▸ **Selection**:

>> Start

Question

write a cosine function that has a midline of y = 5, an amplitude of 3, a period of 1, and a horizontal shift of 1/4 to the right.

Explanation:

Step1: Recall the general form of cosine function

The general form of a cosine - function is $y = A\cos(B(x - C))+D$.

Step2: Determine the value of $D$ (mid - line)

The mid - line of the cosine function is given by $y = D$. Since the mid - line is $y = 5$, then $D = 5$.

Step3: Determine the value of $A$ (amplitude)

The amplitude of the cosine function is $|A|$. Given that the amplitude is 3, then $A=\pm3$. Let's take $A = 3$ (we could also take $A=-3$).

>> End

▸ **Records**:
>> Start

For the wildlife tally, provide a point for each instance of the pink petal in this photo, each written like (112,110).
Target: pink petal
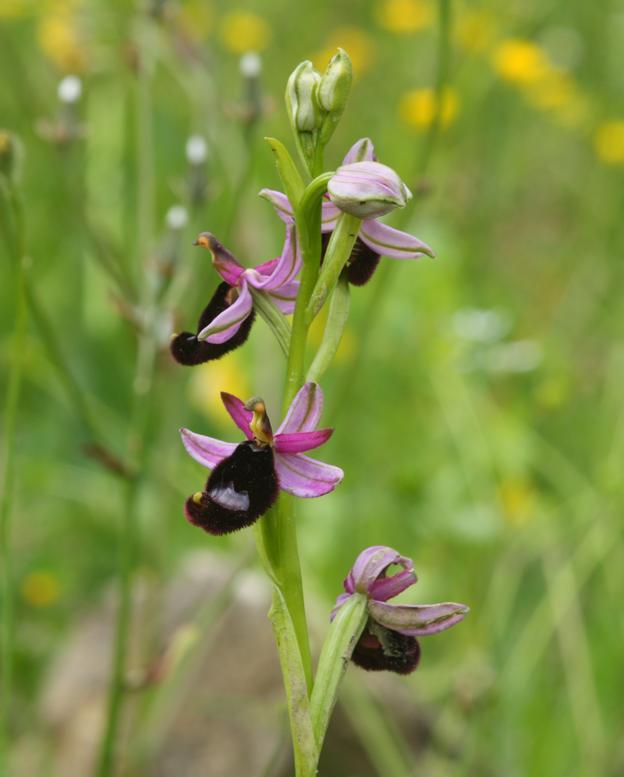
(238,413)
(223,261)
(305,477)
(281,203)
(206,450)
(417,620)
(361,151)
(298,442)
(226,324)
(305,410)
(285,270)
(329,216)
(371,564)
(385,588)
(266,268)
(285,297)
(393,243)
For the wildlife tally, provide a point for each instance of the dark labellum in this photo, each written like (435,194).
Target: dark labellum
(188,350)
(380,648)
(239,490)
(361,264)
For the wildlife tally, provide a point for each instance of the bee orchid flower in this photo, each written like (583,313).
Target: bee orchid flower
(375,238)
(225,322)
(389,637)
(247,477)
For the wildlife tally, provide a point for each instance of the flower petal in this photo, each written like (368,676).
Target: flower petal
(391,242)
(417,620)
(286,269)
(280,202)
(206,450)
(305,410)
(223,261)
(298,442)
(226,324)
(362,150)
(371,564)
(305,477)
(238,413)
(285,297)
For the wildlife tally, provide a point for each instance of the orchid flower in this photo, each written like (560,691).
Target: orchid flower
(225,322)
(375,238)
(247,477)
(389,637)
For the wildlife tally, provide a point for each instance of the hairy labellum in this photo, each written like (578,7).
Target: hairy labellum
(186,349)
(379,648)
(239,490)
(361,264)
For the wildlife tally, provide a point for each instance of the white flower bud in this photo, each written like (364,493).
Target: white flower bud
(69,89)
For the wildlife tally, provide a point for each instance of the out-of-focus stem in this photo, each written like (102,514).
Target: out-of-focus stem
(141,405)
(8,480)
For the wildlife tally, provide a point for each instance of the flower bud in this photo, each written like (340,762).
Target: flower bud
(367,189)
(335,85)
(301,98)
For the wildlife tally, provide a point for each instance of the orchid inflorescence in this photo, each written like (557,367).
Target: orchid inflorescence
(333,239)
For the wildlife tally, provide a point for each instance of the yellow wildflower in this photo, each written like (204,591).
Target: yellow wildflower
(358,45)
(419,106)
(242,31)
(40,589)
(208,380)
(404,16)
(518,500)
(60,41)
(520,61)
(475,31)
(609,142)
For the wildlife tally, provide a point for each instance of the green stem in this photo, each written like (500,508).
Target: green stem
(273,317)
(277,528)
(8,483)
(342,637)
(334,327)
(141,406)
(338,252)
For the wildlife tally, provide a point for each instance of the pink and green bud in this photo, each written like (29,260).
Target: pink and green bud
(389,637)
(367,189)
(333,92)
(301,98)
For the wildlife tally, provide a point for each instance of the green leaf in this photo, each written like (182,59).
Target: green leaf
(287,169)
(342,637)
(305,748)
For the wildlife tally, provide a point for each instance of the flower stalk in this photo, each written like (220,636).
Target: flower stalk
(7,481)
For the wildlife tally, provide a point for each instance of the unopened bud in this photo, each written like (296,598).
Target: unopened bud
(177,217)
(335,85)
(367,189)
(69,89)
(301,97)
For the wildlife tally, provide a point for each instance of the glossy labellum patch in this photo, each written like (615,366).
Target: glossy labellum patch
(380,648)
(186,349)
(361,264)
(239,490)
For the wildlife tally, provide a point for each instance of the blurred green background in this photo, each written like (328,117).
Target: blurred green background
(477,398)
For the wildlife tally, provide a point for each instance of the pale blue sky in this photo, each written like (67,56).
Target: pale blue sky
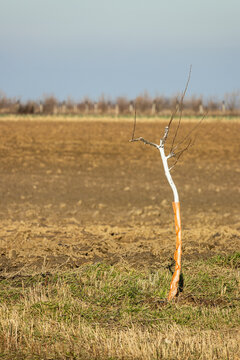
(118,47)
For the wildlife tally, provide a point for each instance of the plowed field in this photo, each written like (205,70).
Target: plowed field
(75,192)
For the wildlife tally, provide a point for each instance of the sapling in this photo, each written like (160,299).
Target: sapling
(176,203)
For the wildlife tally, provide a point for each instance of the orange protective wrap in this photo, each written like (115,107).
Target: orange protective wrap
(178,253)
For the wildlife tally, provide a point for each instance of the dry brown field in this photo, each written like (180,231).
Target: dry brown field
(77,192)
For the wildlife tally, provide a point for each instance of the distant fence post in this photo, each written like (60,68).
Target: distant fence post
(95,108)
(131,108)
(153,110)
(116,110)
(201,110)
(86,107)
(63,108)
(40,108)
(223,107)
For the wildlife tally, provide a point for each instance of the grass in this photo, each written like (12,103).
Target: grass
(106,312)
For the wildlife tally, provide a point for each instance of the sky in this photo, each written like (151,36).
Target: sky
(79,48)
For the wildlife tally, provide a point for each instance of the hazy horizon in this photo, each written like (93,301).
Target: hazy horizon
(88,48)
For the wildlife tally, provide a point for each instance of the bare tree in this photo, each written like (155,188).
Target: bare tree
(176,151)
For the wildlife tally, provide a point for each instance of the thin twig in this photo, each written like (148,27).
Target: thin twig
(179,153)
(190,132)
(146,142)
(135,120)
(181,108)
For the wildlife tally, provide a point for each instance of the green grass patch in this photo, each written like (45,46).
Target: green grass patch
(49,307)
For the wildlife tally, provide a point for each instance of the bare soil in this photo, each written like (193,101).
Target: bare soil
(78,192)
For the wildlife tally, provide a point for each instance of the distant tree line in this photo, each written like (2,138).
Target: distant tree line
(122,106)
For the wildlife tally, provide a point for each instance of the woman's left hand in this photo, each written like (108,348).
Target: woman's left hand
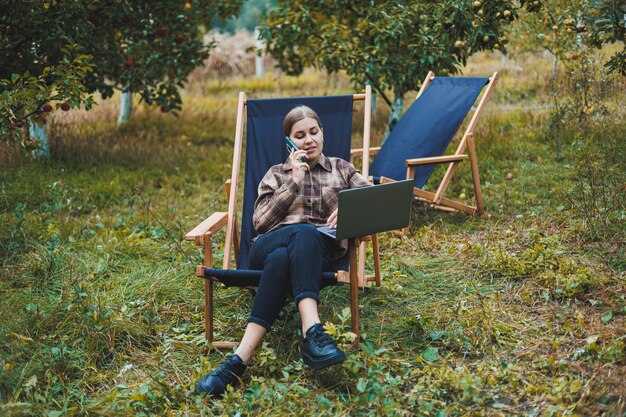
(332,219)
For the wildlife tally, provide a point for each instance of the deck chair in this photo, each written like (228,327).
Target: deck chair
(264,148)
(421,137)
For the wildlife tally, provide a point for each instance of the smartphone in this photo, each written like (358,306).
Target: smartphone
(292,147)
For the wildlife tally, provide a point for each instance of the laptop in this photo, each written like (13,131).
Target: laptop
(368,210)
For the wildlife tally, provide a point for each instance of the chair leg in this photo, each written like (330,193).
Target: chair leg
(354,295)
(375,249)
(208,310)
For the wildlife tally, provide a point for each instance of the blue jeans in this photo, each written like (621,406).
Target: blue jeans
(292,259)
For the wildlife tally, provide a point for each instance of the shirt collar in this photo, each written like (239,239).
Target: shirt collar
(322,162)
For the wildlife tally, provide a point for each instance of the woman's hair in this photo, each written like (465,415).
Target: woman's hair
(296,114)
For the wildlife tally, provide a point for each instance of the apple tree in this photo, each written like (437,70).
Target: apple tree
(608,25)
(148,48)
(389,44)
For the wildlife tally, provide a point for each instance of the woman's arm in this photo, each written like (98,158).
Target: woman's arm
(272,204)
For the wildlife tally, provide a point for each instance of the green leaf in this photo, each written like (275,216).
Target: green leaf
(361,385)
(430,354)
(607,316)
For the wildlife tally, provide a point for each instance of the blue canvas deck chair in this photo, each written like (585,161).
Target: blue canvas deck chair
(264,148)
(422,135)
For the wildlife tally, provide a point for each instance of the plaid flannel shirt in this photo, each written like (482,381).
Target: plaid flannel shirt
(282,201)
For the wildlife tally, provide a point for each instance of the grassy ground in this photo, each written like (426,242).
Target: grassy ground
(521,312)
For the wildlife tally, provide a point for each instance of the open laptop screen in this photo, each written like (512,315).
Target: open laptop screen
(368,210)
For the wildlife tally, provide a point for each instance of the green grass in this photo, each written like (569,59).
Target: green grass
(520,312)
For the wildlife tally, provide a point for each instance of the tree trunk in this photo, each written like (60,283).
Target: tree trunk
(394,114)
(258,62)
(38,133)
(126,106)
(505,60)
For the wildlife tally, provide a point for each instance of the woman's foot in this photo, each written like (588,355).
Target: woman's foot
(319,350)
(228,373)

>> End
>> Start

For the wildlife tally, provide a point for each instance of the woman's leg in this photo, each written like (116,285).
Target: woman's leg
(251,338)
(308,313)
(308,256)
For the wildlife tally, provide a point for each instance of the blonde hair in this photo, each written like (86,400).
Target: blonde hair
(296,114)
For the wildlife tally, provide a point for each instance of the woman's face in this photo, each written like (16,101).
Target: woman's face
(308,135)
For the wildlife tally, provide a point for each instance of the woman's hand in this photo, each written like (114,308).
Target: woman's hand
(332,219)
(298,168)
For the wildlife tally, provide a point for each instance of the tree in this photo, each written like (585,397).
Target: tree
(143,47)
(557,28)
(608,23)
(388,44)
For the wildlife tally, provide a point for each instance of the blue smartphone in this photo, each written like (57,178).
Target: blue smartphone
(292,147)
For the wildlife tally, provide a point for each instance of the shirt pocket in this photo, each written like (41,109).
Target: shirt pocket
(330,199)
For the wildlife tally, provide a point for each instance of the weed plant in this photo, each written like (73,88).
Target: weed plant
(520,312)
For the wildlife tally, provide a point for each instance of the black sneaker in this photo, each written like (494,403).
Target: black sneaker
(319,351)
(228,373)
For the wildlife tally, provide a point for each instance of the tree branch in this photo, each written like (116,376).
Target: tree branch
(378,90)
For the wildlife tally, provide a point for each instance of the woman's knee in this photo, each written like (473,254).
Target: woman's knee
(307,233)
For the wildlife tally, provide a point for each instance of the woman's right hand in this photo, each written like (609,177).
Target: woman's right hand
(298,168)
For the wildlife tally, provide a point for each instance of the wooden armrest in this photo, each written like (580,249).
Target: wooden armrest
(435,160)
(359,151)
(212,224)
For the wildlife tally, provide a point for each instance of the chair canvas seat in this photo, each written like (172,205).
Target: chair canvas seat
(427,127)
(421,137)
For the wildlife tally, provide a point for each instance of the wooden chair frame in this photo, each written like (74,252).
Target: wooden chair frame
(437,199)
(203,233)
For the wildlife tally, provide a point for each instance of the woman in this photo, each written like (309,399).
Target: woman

>> End
>> Start

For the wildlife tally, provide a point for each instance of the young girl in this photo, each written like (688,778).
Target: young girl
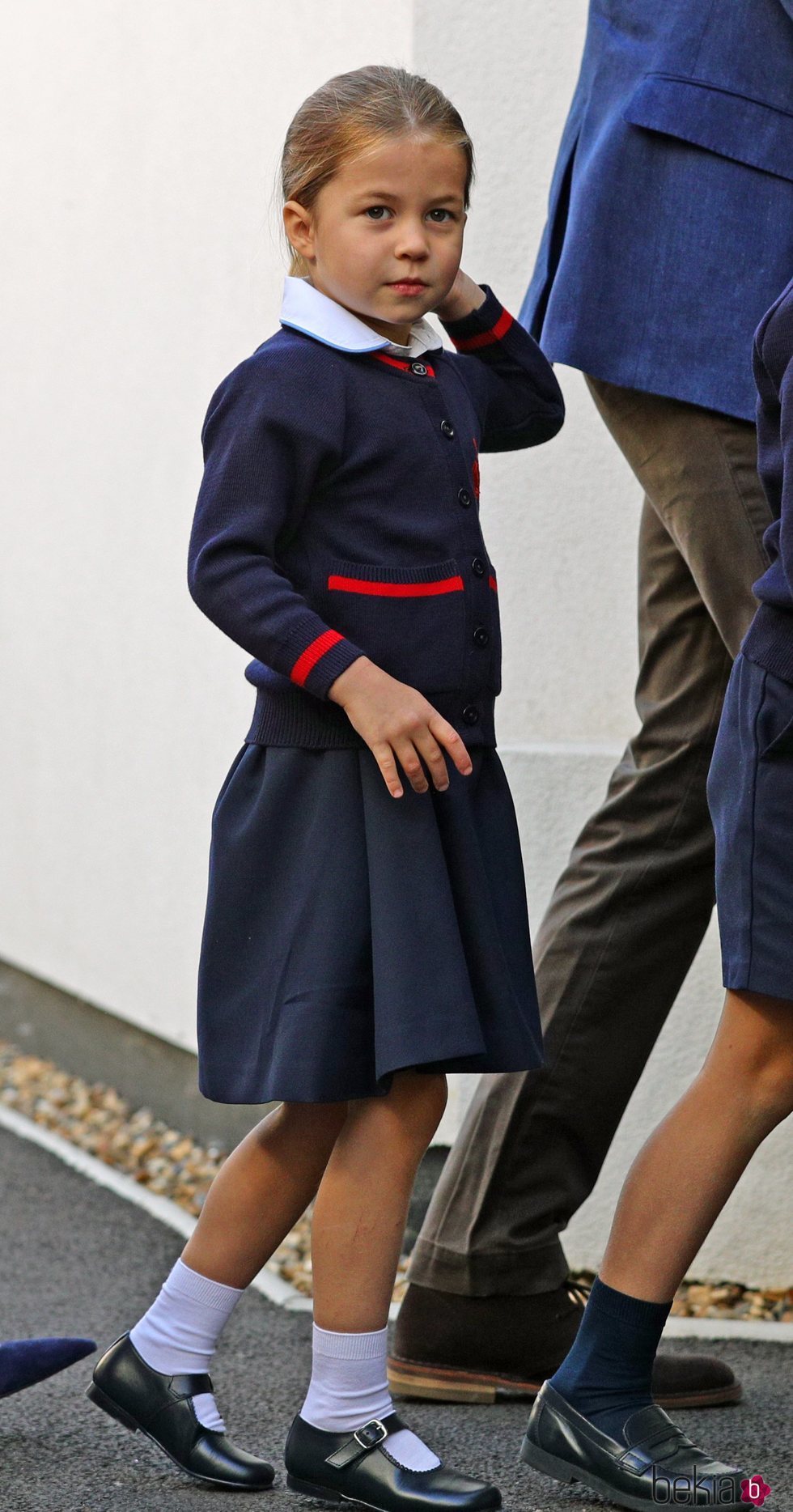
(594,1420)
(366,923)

>> End

▸ **Short task 1**: In the cosine-function solution, which four properties does the question require the function to have?
▸ **Short task 2**: How would you restate the paragraph of the cosine-function solution that begins "The amplitude of the cosine function is" in a single shorter sentence?
▸ **Short task 3**: Continue the cosine-function solution from where it stops.

▸ **Exercise result 1**:
- A midline of y = 5
- An amplitude of 3
- A period of 1
- A horizontal shift of 1/4 to the right

▸ **Exercise result 2**: Because the amplitude is |A| and equals 3, A is ±3, and A = 3 is chosen, though A = −3 would also work.

▸ **Exercise result 3**:
Step4: Determine the value of $B$ (period)

The period of the cosine function $y = A\cos(B(x - C))+D$ is $T=\frac{2\pi}{|B|}$. Given that $T = 1$, then $1=\frac{2\pi}{|B|}$, so $|B| = 2\pi$. Let's take $B = 2\pi$.

Step5: Determine the value of $C$ (horizontal shift)

The horizontal shift is given by $C$. Given a horizontal shift of $\frac{1}{4}$ to the right, then $C=\frac{1}{4}$.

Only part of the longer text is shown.